(Object position labeling items)
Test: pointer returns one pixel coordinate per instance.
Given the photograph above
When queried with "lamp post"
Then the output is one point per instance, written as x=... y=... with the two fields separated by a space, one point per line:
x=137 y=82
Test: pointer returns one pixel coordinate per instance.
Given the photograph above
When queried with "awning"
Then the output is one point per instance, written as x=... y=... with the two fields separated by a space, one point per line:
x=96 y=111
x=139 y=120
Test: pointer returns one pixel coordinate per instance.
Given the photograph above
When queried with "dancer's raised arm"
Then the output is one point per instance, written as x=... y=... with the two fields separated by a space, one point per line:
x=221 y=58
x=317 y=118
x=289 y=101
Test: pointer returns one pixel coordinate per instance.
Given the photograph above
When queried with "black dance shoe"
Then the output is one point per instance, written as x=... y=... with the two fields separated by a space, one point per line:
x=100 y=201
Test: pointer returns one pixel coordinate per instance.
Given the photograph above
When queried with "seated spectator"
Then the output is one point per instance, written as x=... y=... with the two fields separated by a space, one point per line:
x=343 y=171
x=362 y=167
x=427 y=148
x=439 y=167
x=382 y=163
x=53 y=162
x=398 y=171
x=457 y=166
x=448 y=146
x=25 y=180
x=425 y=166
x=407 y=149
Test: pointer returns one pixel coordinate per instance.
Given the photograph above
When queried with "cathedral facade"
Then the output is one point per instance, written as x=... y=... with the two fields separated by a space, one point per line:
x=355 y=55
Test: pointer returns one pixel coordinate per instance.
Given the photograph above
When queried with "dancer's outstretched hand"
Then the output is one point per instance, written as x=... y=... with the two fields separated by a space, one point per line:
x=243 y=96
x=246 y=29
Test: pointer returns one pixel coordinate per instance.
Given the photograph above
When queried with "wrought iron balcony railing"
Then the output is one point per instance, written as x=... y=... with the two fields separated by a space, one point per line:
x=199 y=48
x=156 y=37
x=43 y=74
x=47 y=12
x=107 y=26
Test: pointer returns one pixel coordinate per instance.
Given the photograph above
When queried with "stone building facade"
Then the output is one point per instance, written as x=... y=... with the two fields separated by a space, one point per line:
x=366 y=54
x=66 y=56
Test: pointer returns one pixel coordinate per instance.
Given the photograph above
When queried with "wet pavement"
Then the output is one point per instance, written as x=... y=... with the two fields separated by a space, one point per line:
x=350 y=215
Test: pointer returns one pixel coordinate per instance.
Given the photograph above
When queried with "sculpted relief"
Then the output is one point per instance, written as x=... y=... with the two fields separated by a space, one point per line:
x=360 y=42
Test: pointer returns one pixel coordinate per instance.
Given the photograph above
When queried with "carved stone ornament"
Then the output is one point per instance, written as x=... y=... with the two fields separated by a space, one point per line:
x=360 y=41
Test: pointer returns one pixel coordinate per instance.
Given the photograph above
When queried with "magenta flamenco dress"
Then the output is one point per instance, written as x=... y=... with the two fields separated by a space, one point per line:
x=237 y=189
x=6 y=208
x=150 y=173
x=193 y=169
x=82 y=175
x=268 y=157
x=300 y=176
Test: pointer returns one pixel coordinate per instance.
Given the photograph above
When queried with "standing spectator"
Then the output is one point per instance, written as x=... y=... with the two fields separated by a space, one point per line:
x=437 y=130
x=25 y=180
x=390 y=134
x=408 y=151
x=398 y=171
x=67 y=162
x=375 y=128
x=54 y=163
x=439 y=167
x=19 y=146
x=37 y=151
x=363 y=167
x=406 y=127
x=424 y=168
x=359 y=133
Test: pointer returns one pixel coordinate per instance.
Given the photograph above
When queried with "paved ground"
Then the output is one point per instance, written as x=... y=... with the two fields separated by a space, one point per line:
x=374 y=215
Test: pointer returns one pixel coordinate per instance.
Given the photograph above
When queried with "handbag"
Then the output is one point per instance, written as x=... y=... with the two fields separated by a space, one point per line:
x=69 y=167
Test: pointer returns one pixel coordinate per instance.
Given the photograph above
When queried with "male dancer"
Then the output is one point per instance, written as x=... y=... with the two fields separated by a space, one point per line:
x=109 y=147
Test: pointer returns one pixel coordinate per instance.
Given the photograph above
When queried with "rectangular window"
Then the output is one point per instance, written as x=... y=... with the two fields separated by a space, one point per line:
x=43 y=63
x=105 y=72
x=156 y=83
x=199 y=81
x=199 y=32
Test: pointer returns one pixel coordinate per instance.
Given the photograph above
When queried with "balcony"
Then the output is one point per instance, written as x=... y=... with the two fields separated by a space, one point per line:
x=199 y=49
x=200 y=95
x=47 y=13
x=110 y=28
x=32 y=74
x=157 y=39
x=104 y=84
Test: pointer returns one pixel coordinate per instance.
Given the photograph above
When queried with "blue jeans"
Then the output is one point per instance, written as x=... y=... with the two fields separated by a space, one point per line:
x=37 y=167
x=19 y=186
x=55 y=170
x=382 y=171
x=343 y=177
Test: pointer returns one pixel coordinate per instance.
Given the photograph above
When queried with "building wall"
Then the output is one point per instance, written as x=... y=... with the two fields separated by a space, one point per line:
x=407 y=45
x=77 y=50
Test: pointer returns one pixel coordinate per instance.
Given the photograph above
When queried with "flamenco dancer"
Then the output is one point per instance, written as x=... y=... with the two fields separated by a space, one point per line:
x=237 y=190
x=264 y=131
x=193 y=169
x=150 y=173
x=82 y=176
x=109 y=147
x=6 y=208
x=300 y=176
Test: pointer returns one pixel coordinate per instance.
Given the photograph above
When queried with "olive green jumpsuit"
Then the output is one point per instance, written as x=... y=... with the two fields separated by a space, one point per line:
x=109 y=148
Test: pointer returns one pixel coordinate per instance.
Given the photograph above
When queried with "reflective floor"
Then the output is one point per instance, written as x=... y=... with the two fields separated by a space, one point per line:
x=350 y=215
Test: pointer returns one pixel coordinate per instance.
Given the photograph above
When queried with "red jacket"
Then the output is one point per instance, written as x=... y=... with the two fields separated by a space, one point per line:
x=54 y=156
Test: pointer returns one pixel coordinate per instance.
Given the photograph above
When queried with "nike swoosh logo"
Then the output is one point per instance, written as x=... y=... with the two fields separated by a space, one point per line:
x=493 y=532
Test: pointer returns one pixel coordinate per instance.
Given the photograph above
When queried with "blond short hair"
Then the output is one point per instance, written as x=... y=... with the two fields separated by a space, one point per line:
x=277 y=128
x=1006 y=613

Problem >>
Render every line of the items above as a Markdown table with two columns, Row for the row number and Line for the line itself, leaving out any blank lines.

Solution to this exercise >>
| Row | Line |
|---|---|
| 1 | Test: pointer returns one pixel coordinate per instance. |
| 2 | Given the photograph above |
| 3 | When queried with "lamp post" |
| 4 | Then the output is one point per instance, written as x=... y=... with the two fields separated by a space, one point per line: |
| 5 | x=137 y=82 |
| 6 | Test: pointer returns one pixel coordinate per instance. |
| 7 | Given the photograph above |
| 8 | When queried with "awning" |
| 9 | Then the output is one point per instance, written as x=... y=... with the two fields separated by a space, one point per line: |
| 10 | x=96 y=111 |
| 11 | x=139 y=120 |
| 12 | Test: pointer returns one pixel coordinate per instance. |
| 13 | Given the photograph above |
| 14 | When queried with "dancer's raised arm" |
| 15 | Then the output is one point per instance, written as x=... y=... with the two fields separated by a space, one point per line: |
| 16 | x=221 y=58 |
| 17 | x=317 y=118 |
| 18 | x=289 y=101 |
| 19 | Test: pointer returns one pixel coordinate per instance. |
| 20 | Given the photograph above |
| 21 | When queried with "black dance shoe" |
| 22 | Then the output is one point per instance, written as x=... y=... with the two fields separated by a space, one point per line: |
| 23 | x=100 y=201 |
| 24 | Test: pointer returns one pixel coordinate per instance. |
| 25 | Given the photograph above |
| 26 | When queried with "seated spectator" |
| 27 | Then the output is one point per instance, written as x=... y=... with the two fields separated by a space, one point per line: |
| 28 | x=343 y=171 |
| 29 | x=362 y=167 |
| 30 | x=427 y=148 |
| 31 | x=439 y=167 |
| 32 | x=382 y=163 |
| 33 | x=53 y=162 |
| 34 | x=398 y=171 |
| 35 | x=457 y=166 |
| 36 | x=448 y=146 |
| 37 | x=25 y=180 |
| 38 | x=425 y=166 |
| 39 | x=407 y=149 |
| 40 | Test: pointer returns one pixel coordinate per instance. |
| 41 | Given the photograph above |
| 42 | When queried with "cathedral facade" |
| 43 | Then the output is one point per instance, written as x=... y=... with the two fields separated by a space, one point per line: |
| 44 | x=355 y=55 |
| 45 | Test: pointer returns one pixel coordinate per instance. |
| 46 | Given the photograph above |
| 47 | When queried with "dancer's outstretched hand" |
| 48 | Then the output is one point per instance, written as x=... y=... with the two fields separated by a space, one point per line: |
| 49 | x=243 y=96 |
| 50 | x=246 y=29 |
| 51 | Test: pointer returns one pixel coordinate per instance. |
| 52 | Given the photograph above |
| 53 | When queried with "wrought iron balcony railing" |
| 54 | Then the output is one point per instance, written as x=... y=... with the two fields separated by a space, one point per line: |
| 55 | x=199 y=48 |
| 56 | x=156 y=37 |
| 57 | x=43 y=74 |
| 58 | x=47 y=12 |
| 59 | x=107 y=26 |
| 60 | Test: pointer returns one pixel coordinate per instance. |
| 61 | Given the photograph above |
| 62 | When queried with "stone building facade" |
| 63 | Then the output is one point per instance, written as x=... y=... with the two fields separated by a space, one point per line: |
| 64 | x=366 y=54 |
| 65 | x=66 y=56 |
| 66 | Test: pointer returns one pixel coordinate per instance. |
| 67 | Given the photograph above |
| 68 | When queried with "wet pavement" |
| 69 | Then the output is one point per instance, written as x=... y=... with the two fields separated by a space, one point per line: |
| 70 | x=350 y=215 |
| 71 | Test: pointer returns one pixel coordinate per instance. |
| 72 | Given the photograph above |
| 73 | When queried with "sculpted relief" |
| 74 | Then the output is one point per instance, written as x=... y=... with the two fields separated by a space, one point per line: |
| 75 | x=360 y=42 |
| 76 | Test: pointer returns one pixel coordinate per instance. |
| 77 | Given the photograph above |
| 78 | When queried with "carved stone ornament" |
| 79 | Then the output is one point per instance, written as x=... y=... with the two fields separated by a space, one point per line: |
| 80 | x=360 y=41 |
| 81 | Test: pointer returns one pixel coordinate per instance. |
| 82 | Given the photograph above |
| 83 | When queried with "magenta flamenco dress" |
| 84 | Then the output is one point per instance, written as x=... y=... with the two fields separated by a space, one point per line: |
| 85 | x=237 y=189 |
| 86 | x=6 y=208 |
| 87 | x=150 y=173 |
| 88 | x=193 y=169 |
| 89 | x=82 y=175 |
| 90 | x=268 y=157 |
| 91 | x=300 y=176 |
| 92 | Test: pointer returns one pixel coordinate per instance. |
| 93 | Given the photograph above |
| 94 | When queried with "standing spectator" |
| 95 | Then the output is one point per instance, written as x=... y=... with the two fields separated by a space, one point per line: |
| 96 | x=437 y=130 |
| 97 | x=25 y=180 |
| 98 | x=390 y=134 |
| 99 | x=408 y=151 |
| 100 | x=398 y=171 |
| 101 | x=67 y=162 |
| 102 | x=375 y=128 |
| 103 | x=54 y=163 |
| 104 | x=439 y=167 |
| 105 | x=19 y=146 |
| 106 | x=37 y=151 |
| 107 | x=363 y=167 |
| 108 | x=406 y=127 |
| 109 | x=424 y=168 |
| 110 | x=359 y=133 |
| 111 | Test: pointer returns one pixel coordinate per instance. |
| 112 | Given the photograph above |
| 113 | When queried with "paved ground" |
| 114 | Then the output is one point per instance, written as x=... y=... with the two fields separated by a space, one point per line: |
| 115 | x=374 y=215 |
| 116 | Test: pointer returns one pixel coordinate per instance. |
| 117 | Given the photograph above |
| 118 | When queried with "handbag" |
| 119 | Then the output is one point per instance, written as x=... y=... with the two fields separated by a space, one point per line: |
| 120 | x=69 y=167 |
| 121 | Test: pointer returns one pixel coordinate per instance. |
| 122 | Given the photograph above |
| 123 | When queried with "male dancer" |
| 124 | Then the output is one point per instance, written as x=... y=... with the two fields separated by a space, one point per line: |
| 125 | x=109 y=147 |
| 126 | Test: pointer returns one pixel coordinate per instance. |
| 127 | Given the photograph above |
| 128 | When queried with "rectangular window" |
| 129 | Then the output is one point per instance, written as x=... y=... with the two fields separated by a space, one point per line: |
| 130 | x=43 y=63 |
| 131 | x=105 y=72 |
| 132 | x=156 y=83 |
| 133 | x=199 y=81 |
| 134 | x=199 y=32 |
| 135 | Test: pointer returns one pixel coordinate per instance. |
| 136 | Given the photograph above |
| 137 | When queried with "balcony" |
| 138 | Then the output is one point per instance, written as x=... y=... with the two fields separated by a space, one point per line: |
| 139 | x=199 y=49 |
| 140 | x=200 y=95 |
| 141 | x=47 y=13 |
| 142 | x=110 y=28 |
| 143 | x=32 y=74 |
| 144 | x=157 y=39 |
| 145 | x=104 y=84 |
| 146 | Test: pointer returns one pixel coordinate per instance. |
| 147 | Given the photograph above |
| 148 | When queried with "blue jeans" |
| 149 | Then the output is one point per instance, written as x=... y=... with the two fields separated by a space, one point per line: |
| 150 | x=37 y=167 |
| 151 | x=19 y=186 |
| 152 | x=55 y=170 |
| 153 | x=382 y=171 |
| 154 | x=343 y=177 |
| 155 | Test: pointer returns one pixel coordinate per instance. |
| 156 | Given the photograph above |
| 157 | When queried with "building wall" |
| 158 | Then the output is one point per instance, written as x=... y=... with the two fields separated by a space, one point per line: |
| 159 | x=407 y=45 |
| 160 | x=77 y=50 |
| 161 | Test: pointer returns one pixel coordinate per instance. |
| 162 | Given the photograph above |
| 163 | When queried with "flamenco dancer" |
| 164 | Then the output is one point per instance, written as x=... y=... with the two fields separated by a space, one point per line: |
| 165 | x=237 y=190 |
| 166 | x=264 y=131 |
| 167 | x=193 y=169 |
| 168 | x=150 y=173 |
| 169 | x=82 y=176 |
| 170 | x=109 y=147 |
| 171 | x=6 y=208 |
| 172 | x=300 y=176 |
| 173 | Test: pointer returns one pixel coordinate per instance. |
| 174 | Given the photograph above |
| 175 | When queried with "olive green jumpsuit" |
| 176 | Then the output is one point per instance, written as x=... y=... with the two fields separated by a space, one point per line: |
| 177 | x=109 y=148 |
| 178 | Test: pointer returns one pixel coordinate per instance. |
| 179 | Given the photograph above |
| 180 | When queried with "reflective floor" |
| 181 | Then the output is one point per instance, written as x=... y=... with the two fields separated by a space, one point per line: |
| 182 | x=350 y=215 |
| 183 | Test: pointer returns one pixel coordinate per instance. |
| 184 | Given the photograph above |
| 185 | When queried with "red jacket" |
| 186 | Then the output is one point per instance, written as x=... y=... with the two fields separated by a space, one point per line: |
| 187 | x=54 y=156 |
| 188 | Test: pointer returns one pixel coordinate per instance. |
| 189 | Given the photograph above |
| 190 | When queried with "nike swoosh logo" |
| 191 | Then the output is one point per instance, written as x=... y=... with the two fields separated by a space, one point per line: |
| 192 | x=493 y=532 |
| 193 | Test: pointer returns one pixel coordinate per instance. |
| 194 | Given the photograph above |
| 195 | When queried with "blond short hair" |
| 196 | Then the output is one point per instance, written as x=... y=... with the two fields separated by a space, one point per line: |
| 197 | x=277 y=128 |
| 198 | x=1006 y=613 |